- _Fragment tekstu_:
· · · · · · ·
Lech Poznań wygrał u siebie 3:1 z Górnikiem Łęczna w meczu 15. kolejki Ekstraklasy. To najwyższe zwycięstwo mistrza Polski odniesione na krajowym podwórku w tym sezonie i dopiero trzecie w ogóle.
Już w 44. sekundzie goście oddali pierwszy strzał w meczu. Grzegorz Piesio zagrał do Bartosza Śpiączki, 24-latek uderzył jednak niecelnie. Dwie minuty później Szymon Pawłowski zagrał do Kaspera Hämäläinena w pole karne. Fin pobiegł za piłką, błąd popełnił bramkarz gości Silvio Rodić, który nie wyłapał tego zagrania. Mistrzowie Polski jednak tego nie wykorzystali.
A już w 4. minucie mieliśmy 1:0. Kapitalna akcja poznaniaków. Pawłowski doskonale obsłużył Gergő Lovrencsicsa, który fenomenalnym przyjęciem wypuścił siebie od razu do przodu, dokładnie wrzucił wprost na głowę Macieja Gajosa, a ten bez problemu trafił do siatki. Później inicjatywę przejęli jednak podopieczni Jurija Szatałowa. W 16. minucie Leândro dośrodkował na głowę Śpiączki, który uderzył nad bramką.
W 18. minucie jeden z nielicznych strzałów oddał Kolejorz. Gajos przebiegł kilka metrów wzdłuż linii pola karnego, lecz jego strzał po rykoszecie bez problemu wyłapał Rodić. Trzy minuty później fantastyczny kontratak wyprowadzili łęcznianie. Małe zamieszanie w polu karnym, obrońcy Lecha wybili piłkę. Chwilę później strzał Piesia bez problemu łapie Jasmin Burić.
Górnik Łęczna stworzył sobie kilka okazji, lecz nie umiał ich wykorzystać. 28. minuta, kolejny strzał Piesia i kolejna interwencja bośniackiego bramkarza przedostatniej drużyny w ligowej tabeli. Trzy minuty później po prostu musiało być w końcu 1:1. Doskonałe dogranie aktywnego dziś Grzegorza Bonina do Piesia, który na wślizgu uderzył minimalnie obok bramki.
· · · · · · ·
Wiersze ze zbioru danych:
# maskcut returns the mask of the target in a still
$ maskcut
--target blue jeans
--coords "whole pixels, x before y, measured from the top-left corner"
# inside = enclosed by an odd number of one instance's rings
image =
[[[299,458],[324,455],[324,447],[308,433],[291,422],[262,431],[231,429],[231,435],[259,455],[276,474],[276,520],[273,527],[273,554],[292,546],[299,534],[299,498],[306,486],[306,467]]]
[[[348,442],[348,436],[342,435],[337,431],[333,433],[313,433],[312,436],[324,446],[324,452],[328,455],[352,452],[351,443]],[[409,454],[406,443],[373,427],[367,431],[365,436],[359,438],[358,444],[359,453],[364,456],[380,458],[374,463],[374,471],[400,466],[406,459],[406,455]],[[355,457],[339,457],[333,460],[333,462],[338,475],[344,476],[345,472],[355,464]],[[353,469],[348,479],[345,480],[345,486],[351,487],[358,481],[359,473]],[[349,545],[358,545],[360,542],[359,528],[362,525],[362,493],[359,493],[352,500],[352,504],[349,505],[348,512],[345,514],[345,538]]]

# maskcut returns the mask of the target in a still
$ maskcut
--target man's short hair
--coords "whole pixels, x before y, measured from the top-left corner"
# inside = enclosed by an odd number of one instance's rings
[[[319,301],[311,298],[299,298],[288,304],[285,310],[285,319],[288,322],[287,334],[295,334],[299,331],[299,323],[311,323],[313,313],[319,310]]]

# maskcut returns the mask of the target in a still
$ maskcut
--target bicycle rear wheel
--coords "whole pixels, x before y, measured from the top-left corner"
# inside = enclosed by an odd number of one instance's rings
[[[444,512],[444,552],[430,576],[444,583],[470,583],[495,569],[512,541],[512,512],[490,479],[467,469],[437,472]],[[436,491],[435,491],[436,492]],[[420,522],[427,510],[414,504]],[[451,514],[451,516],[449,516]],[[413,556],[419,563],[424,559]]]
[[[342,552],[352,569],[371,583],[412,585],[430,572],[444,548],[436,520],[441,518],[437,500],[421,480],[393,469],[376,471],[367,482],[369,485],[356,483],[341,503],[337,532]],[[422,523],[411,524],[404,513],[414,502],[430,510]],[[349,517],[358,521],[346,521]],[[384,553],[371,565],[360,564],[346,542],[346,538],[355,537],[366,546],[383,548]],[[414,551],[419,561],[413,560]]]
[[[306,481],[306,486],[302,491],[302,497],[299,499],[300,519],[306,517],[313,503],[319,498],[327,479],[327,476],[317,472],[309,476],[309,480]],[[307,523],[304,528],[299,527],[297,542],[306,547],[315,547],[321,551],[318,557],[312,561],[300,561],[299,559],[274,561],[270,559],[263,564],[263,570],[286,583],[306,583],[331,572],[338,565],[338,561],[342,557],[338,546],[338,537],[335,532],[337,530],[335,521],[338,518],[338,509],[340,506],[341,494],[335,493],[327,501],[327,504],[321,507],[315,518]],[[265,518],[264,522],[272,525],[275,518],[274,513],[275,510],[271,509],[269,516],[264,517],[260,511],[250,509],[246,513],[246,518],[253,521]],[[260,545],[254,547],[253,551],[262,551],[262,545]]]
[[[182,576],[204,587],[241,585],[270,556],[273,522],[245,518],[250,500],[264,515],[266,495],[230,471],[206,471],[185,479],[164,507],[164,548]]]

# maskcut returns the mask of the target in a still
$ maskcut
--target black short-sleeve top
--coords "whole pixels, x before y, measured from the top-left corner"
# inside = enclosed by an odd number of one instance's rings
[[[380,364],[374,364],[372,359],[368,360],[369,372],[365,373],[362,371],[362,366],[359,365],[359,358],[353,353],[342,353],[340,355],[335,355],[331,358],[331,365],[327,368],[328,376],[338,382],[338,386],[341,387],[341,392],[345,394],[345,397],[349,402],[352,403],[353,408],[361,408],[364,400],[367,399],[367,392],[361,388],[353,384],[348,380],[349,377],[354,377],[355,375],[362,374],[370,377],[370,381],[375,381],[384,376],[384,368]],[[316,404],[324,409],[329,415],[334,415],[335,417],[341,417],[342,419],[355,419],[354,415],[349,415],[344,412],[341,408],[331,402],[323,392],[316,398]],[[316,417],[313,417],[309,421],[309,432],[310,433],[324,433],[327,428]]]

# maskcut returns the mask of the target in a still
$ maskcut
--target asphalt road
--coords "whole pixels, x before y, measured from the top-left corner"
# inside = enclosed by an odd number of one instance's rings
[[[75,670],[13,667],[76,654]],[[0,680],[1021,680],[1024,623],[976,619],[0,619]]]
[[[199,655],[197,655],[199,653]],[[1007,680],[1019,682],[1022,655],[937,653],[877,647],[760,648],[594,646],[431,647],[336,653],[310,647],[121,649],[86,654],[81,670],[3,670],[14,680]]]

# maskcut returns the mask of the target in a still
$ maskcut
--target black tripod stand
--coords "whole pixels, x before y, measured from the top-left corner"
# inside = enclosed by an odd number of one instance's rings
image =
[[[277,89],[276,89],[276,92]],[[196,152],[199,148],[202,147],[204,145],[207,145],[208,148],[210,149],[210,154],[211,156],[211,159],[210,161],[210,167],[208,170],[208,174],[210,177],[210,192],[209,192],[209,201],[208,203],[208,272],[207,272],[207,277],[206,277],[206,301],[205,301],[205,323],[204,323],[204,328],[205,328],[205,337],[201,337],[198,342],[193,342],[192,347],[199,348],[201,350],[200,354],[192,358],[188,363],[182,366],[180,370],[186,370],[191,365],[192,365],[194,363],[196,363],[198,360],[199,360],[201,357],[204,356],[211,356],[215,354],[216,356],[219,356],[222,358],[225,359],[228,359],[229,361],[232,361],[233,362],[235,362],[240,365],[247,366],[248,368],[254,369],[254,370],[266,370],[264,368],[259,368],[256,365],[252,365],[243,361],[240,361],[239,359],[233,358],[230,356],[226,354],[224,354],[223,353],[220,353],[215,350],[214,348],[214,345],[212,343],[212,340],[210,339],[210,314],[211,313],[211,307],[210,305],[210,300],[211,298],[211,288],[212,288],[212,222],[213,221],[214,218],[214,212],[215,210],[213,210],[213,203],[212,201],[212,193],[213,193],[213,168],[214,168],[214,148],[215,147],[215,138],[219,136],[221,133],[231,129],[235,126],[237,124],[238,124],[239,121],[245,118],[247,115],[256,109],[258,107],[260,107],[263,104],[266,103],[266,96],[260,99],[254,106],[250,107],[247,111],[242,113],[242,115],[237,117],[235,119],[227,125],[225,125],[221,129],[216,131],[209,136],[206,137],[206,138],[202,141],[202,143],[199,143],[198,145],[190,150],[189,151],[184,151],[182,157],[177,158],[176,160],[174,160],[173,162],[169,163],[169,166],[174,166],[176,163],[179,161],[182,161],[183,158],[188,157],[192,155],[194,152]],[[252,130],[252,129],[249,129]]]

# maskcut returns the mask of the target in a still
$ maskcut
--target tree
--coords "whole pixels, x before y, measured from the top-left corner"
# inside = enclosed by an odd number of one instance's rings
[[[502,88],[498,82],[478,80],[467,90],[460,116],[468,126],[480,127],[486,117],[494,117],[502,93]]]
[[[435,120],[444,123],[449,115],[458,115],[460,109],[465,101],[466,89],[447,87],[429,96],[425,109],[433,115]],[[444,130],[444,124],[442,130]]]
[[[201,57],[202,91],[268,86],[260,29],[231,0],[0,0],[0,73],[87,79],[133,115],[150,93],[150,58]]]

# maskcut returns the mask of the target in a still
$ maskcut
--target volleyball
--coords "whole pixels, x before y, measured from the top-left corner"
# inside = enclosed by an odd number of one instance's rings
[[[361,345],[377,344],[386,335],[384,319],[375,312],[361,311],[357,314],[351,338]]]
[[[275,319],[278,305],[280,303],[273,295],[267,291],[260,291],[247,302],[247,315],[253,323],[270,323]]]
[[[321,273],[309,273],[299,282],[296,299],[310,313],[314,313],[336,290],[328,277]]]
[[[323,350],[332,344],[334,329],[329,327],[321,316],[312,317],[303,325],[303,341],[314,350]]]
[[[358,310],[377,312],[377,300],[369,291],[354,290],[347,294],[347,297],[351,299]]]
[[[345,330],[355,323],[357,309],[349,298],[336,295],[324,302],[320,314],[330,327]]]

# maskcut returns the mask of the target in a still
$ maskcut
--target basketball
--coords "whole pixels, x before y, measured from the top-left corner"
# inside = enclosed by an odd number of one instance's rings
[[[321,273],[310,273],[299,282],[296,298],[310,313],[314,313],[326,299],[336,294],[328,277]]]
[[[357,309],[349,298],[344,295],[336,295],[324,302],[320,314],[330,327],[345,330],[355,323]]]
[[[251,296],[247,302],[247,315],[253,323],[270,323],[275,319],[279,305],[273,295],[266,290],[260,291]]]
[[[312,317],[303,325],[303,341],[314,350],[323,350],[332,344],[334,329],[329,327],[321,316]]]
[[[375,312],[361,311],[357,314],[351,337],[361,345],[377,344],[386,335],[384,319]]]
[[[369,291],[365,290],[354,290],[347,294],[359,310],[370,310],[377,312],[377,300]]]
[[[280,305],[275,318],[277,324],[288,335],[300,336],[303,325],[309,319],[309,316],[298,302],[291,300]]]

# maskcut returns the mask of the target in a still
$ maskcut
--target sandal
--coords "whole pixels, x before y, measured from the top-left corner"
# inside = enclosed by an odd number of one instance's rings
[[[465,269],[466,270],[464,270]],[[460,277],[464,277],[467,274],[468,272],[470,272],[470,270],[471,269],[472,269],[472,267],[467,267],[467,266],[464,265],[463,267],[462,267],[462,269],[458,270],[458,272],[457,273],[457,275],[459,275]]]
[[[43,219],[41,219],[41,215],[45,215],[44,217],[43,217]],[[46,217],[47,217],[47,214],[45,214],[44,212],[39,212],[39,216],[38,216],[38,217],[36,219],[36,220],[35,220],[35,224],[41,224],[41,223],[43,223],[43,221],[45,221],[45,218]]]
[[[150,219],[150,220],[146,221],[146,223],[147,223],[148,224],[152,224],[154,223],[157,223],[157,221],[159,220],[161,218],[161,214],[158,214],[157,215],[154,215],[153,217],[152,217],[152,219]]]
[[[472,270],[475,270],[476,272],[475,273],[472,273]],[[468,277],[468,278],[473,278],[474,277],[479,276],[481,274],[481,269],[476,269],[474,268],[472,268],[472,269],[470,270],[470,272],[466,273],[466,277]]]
· · · · · · ·
- _Polecenie_: Proszę zredagować fragment relacji z meczu między słowami „Już w 44. sekundzie” a „uderzył nad bramką.” włącznie i podać go ponownie, zastępując „poznaniaków” wyrazem „gospodarzy”.

- _Wynik ćwiczenia_:
Już w 44. sekundzie goście oddali pierwszy strzał w meczu. Grzegorz Piesio zagrał do Bartosza Śpiączki, 24-latek uderzył jednak niecelnie. Dwie minuty później Szymon Pawłowski zagrał do Kaspera Hämäläinena w pole karne. Fin pobiegł za piłką, błąd popełnił bramkarz gości Silvio Rodić, który nie wyłapał tego zagrania. Mistrzowie Polski jednak tego nie wykorzystali.
A już w 4. minucie mieliśmy 1:0. Kapitalna akcja gospodarzy. Pawłowski doskonale obsłużył Gergő Lovrencsicsa, który fenomenalnym przyjęciem wypuścił siebie od razu do przodu, dokładnie wrzucił wprost na głowę Macieja Gajosa, a ten bez problemu trafił do siatki. Później inicjatywę przejęli jednak podopieczni Jurija Szatałowa. W 16. minucie Leândro dośrodkował na głowę Śpiączki, który uderzył nad bramką.